Provided records –
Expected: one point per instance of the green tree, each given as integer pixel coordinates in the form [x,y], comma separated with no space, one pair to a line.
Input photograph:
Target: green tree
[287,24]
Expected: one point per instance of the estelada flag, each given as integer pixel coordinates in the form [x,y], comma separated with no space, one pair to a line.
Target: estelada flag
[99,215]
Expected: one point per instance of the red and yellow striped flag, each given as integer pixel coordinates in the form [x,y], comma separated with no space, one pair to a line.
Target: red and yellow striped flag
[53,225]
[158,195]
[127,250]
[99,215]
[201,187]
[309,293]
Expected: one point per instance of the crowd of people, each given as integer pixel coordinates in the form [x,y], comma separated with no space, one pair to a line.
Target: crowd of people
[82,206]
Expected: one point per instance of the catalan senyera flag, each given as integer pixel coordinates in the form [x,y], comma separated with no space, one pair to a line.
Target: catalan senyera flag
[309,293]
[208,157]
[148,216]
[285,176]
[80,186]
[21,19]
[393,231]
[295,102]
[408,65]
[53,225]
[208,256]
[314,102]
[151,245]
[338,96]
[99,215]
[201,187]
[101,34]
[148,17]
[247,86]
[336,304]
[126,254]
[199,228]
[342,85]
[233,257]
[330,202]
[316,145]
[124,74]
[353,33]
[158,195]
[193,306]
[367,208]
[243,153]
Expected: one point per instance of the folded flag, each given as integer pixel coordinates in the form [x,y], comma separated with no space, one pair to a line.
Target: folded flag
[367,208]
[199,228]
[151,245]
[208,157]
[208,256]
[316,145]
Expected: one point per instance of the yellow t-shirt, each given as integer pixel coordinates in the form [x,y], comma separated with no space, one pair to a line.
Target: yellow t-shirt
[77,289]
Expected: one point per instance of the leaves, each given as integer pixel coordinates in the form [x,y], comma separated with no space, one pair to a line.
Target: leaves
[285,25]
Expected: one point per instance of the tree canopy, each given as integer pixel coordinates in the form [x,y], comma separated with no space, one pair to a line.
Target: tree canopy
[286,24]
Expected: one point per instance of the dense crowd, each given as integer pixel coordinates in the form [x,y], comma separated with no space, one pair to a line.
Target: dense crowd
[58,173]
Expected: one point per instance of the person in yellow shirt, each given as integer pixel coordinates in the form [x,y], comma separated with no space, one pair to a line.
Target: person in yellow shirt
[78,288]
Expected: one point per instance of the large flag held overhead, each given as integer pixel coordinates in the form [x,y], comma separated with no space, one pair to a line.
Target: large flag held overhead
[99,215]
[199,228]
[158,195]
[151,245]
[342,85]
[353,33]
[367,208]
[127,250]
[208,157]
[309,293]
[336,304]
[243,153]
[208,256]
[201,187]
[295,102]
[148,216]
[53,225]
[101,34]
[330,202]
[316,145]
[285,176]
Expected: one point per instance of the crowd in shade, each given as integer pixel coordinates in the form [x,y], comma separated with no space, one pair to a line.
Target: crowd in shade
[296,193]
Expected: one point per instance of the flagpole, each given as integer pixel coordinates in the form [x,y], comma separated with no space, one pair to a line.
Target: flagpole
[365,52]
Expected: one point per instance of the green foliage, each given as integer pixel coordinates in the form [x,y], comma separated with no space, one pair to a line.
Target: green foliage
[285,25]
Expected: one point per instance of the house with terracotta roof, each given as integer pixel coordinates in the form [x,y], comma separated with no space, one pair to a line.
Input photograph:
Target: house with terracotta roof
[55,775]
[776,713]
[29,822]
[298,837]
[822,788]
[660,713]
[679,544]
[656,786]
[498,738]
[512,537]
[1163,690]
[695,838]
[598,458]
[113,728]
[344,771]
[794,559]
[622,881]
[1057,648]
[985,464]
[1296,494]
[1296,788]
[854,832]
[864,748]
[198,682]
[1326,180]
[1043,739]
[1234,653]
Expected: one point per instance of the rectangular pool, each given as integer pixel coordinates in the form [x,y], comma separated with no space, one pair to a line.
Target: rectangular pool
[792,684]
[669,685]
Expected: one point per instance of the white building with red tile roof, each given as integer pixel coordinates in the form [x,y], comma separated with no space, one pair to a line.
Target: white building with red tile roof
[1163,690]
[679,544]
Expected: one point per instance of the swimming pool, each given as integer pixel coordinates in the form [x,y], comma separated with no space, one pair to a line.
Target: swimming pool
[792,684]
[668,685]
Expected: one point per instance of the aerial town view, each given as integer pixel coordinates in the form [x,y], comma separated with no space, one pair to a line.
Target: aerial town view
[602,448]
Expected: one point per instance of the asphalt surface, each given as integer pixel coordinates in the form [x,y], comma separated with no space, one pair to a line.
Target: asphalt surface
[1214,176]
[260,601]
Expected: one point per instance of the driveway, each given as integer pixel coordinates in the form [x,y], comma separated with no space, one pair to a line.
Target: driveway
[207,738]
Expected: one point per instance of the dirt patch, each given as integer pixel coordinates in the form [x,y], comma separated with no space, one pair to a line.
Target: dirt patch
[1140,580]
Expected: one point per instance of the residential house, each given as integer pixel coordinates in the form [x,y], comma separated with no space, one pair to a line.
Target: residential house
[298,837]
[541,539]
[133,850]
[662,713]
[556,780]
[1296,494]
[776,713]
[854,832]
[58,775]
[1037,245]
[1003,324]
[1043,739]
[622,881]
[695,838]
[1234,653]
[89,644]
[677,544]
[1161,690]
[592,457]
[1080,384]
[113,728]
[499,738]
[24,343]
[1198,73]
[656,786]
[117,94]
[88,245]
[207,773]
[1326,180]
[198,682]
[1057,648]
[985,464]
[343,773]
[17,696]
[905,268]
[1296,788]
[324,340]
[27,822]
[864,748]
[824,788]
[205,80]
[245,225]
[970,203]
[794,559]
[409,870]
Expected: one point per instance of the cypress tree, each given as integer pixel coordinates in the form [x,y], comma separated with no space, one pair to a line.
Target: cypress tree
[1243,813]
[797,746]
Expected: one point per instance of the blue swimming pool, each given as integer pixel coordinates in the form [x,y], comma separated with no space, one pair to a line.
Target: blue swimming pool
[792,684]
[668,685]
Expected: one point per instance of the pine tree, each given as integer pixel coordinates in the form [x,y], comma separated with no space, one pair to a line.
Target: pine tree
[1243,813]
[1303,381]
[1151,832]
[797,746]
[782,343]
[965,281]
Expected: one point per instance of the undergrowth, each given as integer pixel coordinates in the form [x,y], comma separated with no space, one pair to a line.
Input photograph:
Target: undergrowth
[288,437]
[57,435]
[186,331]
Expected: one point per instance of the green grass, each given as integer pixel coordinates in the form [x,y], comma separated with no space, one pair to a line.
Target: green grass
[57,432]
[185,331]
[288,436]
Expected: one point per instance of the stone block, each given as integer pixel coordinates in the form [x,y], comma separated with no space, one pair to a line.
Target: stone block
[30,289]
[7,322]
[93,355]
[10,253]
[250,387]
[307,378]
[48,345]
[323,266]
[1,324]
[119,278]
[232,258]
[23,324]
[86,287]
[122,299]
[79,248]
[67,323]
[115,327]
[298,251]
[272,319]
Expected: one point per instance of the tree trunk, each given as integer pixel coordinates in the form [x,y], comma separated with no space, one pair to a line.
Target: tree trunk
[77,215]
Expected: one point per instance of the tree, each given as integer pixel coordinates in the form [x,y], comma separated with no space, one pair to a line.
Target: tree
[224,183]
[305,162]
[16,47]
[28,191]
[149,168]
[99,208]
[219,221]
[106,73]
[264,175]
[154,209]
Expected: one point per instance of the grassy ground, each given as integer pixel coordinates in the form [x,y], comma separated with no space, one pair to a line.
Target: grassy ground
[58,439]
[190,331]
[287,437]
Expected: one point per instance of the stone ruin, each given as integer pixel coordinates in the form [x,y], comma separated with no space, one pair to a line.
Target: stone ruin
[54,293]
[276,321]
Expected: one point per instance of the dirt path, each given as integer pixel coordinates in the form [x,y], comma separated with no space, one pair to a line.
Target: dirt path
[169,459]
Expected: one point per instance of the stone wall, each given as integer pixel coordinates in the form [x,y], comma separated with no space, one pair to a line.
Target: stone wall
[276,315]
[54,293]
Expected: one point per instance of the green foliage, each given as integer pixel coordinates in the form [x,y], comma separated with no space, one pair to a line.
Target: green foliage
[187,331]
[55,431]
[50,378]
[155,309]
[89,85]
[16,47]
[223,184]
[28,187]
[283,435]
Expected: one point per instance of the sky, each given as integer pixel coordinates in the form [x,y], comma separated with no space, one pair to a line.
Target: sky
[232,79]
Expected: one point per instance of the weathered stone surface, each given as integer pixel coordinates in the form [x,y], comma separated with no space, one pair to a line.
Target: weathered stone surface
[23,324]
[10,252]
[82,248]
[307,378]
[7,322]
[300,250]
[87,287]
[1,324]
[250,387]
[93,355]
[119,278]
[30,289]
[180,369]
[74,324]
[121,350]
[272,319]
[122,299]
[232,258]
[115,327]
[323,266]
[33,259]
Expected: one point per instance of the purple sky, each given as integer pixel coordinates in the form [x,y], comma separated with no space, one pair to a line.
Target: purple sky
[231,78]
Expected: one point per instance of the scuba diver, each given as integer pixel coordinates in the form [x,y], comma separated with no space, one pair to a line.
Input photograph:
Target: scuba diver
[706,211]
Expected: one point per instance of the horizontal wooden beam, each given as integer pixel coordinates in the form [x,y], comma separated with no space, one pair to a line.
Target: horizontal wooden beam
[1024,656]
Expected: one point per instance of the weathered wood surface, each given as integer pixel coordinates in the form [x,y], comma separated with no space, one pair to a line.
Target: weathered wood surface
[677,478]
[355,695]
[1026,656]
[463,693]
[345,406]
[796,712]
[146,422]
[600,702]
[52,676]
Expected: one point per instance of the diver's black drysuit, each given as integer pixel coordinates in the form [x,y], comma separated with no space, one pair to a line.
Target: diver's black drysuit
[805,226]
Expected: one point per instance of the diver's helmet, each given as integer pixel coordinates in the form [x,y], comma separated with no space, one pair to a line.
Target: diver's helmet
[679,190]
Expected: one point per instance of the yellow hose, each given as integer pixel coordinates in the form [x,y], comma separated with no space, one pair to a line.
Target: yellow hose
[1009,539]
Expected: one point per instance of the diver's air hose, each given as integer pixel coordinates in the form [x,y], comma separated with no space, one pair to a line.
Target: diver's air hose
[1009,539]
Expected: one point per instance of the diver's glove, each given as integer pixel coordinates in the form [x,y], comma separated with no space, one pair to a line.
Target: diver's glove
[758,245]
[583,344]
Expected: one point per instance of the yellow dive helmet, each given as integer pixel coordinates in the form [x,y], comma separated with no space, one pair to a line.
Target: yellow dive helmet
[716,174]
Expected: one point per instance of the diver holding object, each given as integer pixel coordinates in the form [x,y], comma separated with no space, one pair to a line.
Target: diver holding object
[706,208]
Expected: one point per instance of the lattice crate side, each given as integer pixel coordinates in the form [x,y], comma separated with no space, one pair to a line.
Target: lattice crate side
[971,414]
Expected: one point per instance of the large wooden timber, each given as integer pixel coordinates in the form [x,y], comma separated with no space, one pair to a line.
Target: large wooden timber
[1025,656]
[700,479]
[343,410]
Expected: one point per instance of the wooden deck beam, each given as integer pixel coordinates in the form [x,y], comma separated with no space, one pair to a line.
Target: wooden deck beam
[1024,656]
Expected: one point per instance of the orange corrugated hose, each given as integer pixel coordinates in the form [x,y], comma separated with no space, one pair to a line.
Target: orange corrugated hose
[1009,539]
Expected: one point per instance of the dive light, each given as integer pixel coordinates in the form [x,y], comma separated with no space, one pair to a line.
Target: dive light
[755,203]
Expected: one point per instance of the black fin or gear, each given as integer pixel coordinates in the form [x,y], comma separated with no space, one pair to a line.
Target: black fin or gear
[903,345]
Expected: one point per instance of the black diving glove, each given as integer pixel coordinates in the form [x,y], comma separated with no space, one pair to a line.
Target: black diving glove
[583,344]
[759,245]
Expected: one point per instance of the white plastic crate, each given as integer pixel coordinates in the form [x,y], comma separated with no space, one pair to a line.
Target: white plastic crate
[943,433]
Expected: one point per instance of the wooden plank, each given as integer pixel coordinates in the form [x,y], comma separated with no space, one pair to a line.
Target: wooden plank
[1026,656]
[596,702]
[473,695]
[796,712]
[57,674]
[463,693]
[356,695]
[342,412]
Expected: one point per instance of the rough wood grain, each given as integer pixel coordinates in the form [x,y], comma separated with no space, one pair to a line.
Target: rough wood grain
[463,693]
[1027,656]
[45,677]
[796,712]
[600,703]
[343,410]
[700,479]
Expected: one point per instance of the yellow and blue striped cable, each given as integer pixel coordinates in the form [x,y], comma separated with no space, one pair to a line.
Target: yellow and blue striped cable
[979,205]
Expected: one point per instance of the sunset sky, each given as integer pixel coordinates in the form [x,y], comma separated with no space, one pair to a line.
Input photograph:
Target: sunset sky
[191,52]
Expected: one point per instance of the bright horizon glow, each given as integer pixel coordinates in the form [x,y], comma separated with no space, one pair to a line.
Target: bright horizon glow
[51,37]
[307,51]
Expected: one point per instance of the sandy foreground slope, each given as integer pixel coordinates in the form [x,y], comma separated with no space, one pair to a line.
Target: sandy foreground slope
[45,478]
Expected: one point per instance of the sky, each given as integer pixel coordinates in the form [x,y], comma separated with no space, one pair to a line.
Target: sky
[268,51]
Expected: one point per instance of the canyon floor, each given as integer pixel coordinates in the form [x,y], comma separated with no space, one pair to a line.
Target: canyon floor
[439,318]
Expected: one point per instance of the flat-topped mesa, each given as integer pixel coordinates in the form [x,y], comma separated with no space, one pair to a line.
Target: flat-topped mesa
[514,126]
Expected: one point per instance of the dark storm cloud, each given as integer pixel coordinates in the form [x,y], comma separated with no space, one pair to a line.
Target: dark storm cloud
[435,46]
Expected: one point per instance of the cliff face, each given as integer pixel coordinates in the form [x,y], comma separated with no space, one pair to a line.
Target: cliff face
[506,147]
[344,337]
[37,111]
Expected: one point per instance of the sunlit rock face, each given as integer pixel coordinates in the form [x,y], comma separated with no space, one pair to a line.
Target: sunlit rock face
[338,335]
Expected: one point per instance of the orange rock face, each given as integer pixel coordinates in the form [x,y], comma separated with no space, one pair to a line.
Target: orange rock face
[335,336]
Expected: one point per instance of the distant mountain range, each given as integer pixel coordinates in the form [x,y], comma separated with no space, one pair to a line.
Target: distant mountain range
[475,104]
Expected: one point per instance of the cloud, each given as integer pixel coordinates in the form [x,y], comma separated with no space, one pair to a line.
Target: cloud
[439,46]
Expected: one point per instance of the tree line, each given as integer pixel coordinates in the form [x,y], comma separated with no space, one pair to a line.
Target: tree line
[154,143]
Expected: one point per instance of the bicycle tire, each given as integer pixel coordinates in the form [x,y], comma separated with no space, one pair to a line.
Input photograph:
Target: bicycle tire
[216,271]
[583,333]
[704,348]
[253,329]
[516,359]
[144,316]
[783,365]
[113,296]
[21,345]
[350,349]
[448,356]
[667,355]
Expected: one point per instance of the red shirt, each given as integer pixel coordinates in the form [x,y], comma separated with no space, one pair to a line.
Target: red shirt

Work to be completed – Your reply should hold only the lines from the first line of the records through the one with "Expected: one point per instance of the folded", reproduced word for word.

Task output –
Expected: one point per instance of the green tree, each given as integer pixel coordinates in the form [x,y], comma separated with no space, one pair to a line.
Input photograph:
Target: green tree
[287,24]
Expected: one point per instance of the estelada flag, each given as integer pixel coordinates in the form [x,y], comma separated with no space, one pair to a line.
Target: estelada flag
[99,215]
Expected: one point per instance of the red and yellow striped flag, each given as integer pixel coordinates in the form [x,y], comma separated with no space, one pair to a line.
Target: red and yellow striped flag
[53,225]
[158,195]
[127,250]
[99,215]
[201,187]
[309,293]
Expected: one point per instance of the crowd of people, each given as integer pixel coordinates in the form [x,y], comma separated with no space, one pair to a line.
Target: crowd of people
[82,206]
Expected: one point per instance of the catalan senyera flag, each given as integer pixel coordinates in the form [x,y], comma separated with no space, one pair to a line.
Target: catalan senyera flag
[309,293]
[208,157]
[148,216]
[285,176]
[80,186]
[21,19]
[393,231]
[295,102]
[408,65]
[53,225]
[208,256]
[314,102]
[151,245]
[338,96]
[99,215]
[201,187]
[101,34]
[148,17]
[247,86]
[336,304]
[126,254]
[199,228]
[342,85]
[233,257]
[330,202]
[316,145]
[124,74]
[353,33]
[158,195]
[193,306]
[367,208]
[243,153]
Expected: one point per instance of the folded flag, each given as integer pixel coordinates in the form [x,y], comma separated with no space, one pair to a line.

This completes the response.